_GIVEN TEXT_:
# String quintet



## dko22 (Jun 22, 2021)

I thought I'd just try to attract some attention to my String Quintet. Not because the work is in any way original -- it isn't in my view -- but because I think it's one of the most inspired of my chamber works and one which gets as close as anything to the spirit of late Schubert (the impetus was his quintet) though clothed in rather more late Romantic harmony. It is quite long -- and I blame Schubert's "heavenly length" for that -- but perhaps one or two with patience might manage it through and if not the whole work, then the last movement (at 25'16") is the one I regard as the finest.

It can be found on my Reelcrafter site. The rendering is with the VSL solo strings.








chamber works







play.reelcrafter.com


----------



## Owen David (May 15, 2020)

Very nice. I can happily listen to this, though at the end of the day I will say: well I am left with a vague impression and nothing I can hum. I like hummable things, personally. Well, we each wield our own ploughs - so no problem there. I don't mind a bit of dissonance... heard one of Janacek's folk songs on the radio this morning which certainly engaged my attention. But unless you can remember the thing you heard, it seems a rather shallow experience to me. There may be a small number of people who can recall non-melodious musical patterns but they must be a very small number - however they perhaps have an inordinate amount of influence over the classical music scene.


----------



## dko22 (Jun 22, 2021)

thanks very much for listening to this and for your comments! I must say that, although there are certainly works of mine where I struggle to remember or hum the tunes, this isn't one of them. The main reason I like it is because of the quality of the melodic inspiration but I have long realised how subjective this is. There are probably people who struggle with Janacek's unsurpassed melodies as well.


----------



## shaun fernandez (6 mo ago)

dko22 said:


> I thought I'd just try to attract some attention to my String Quintet. Not because the work is in any way original -- it isn't in my view -- but because I think it's one of the most inspired of my chamber works and one which gets as close as anything to the spirit of late Schubert (the impetus was his quintet) though clothed in rather more late Romantic harmony. It is quite long -- and I blame Schubert's "heavenly length" for that -- but perhaps one or two with patience might manage it through and if not the whole work, then the last movement (at 25'16") is the one I regard as the finest.
> 
> It can be found on my Reelcrafter site. The rendering is with the VSL solo strings.
> 
> ...


I love it


----------



## Enthalpy (Apr 15, 2020)

I like it too, dko22 - David Owen!

No need for something to hum for me.

But you could vary the playing techniques. Bowed strings have dozens of them, I heard only the most common one. Pizzicato, saltato, harmonic, and so on and so forth. The musicians and the public want them.


----------

_INFORMATION SUPPLIED_:
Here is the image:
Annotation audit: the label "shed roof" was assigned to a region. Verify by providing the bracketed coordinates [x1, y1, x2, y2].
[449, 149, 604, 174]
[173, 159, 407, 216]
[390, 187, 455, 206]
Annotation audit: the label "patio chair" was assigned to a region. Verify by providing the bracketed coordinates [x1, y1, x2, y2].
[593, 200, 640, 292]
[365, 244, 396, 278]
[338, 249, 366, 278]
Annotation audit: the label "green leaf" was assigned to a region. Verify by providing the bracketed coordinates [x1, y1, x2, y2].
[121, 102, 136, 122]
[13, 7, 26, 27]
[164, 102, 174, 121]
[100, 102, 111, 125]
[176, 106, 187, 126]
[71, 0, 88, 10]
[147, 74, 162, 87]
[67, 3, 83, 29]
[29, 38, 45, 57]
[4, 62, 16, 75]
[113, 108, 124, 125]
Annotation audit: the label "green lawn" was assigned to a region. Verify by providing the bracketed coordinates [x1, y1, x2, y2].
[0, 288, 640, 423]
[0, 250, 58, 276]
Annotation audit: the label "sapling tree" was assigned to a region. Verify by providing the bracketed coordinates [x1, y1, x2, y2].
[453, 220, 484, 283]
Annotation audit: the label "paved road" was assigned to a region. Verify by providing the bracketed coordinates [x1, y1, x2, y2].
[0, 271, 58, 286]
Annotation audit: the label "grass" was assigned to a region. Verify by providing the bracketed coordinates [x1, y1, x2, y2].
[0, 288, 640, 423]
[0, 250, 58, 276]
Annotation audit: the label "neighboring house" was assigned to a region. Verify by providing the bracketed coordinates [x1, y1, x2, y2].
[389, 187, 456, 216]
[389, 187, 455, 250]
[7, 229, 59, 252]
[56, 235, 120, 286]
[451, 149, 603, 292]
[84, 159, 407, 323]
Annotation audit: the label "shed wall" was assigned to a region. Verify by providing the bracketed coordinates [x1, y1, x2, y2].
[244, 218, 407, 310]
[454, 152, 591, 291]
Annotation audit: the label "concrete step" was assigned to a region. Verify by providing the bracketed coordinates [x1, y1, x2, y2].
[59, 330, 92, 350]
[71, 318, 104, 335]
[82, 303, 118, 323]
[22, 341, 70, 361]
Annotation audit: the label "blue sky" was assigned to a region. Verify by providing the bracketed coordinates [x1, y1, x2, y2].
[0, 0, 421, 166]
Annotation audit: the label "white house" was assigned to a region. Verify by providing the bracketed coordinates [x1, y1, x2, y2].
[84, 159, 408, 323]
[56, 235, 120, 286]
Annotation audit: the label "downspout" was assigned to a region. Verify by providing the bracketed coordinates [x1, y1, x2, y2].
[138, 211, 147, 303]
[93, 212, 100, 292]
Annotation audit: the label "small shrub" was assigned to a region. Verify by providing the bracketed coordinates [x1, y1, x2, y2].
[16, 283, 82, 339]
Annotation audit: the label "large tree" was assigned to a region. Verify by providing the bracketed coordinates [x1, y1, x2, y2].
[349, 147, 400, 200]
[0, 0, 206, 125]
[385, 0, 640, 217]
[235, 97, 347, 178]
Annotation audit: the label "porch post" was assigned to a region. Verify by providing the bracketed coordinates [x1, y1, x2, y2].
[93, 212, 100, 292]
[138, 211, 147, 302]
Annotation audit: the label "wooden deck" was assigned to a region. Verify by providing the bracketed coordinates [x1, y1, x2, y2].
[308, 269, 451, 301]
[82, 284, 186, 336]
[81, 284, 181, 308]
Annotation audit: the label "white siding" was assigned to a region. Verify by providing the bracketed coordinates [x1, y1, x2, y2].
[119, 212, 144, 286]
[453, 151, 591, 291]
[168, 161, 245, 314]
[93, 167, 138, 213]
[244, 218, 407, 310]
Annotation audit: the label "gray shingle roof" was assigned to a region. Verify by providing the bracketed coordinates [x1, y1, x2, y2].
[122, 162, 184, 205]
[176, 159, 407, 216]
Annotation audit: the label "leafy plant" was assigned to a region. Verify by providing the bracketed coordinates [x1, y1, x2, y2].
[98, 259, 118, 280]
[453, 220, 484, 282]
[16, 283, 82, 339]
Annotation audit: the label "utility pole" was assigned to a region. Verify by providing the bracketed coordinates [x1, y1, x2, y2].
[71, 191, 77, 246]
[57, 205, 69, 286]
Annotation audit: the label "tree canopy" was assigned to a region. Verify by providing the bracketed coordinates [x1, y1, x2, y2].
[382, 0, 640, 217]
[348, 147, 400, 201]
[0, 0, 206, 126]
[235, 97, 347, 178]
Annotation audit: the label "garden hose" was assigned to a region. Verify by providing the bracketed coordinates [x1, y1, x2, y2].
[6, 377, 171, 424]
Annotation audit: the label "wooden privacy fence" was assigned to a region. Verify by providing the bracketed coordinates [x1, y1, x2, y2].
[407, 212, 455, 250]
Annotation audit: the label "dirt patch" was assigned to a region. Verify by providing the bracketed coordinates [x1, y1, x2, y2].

_TASKS TO CARRY OUT_:
- A) In the string quintet thread, at what time mark does the last movement begin?
- B) List the names of all the people who posted in the string quintet thread.
- C) From the string quintet thread, extract the passage starting with "I like it too, dko22" and going on through "public want them.".

_SOLUTIONS BELOW_:
- A) 25'16"

- B) dko22, Owen David, shaun fernandez, Enthalpy

- C)
I like it too, dko22 - David Owen!

No need for something to hum for me.

But you could vary the playing techniques. Bowed strings have dozens of them, I heard only the most common one. Pizzicato, saltato, harmonic, and so on and so forth. The musicians and the public want them.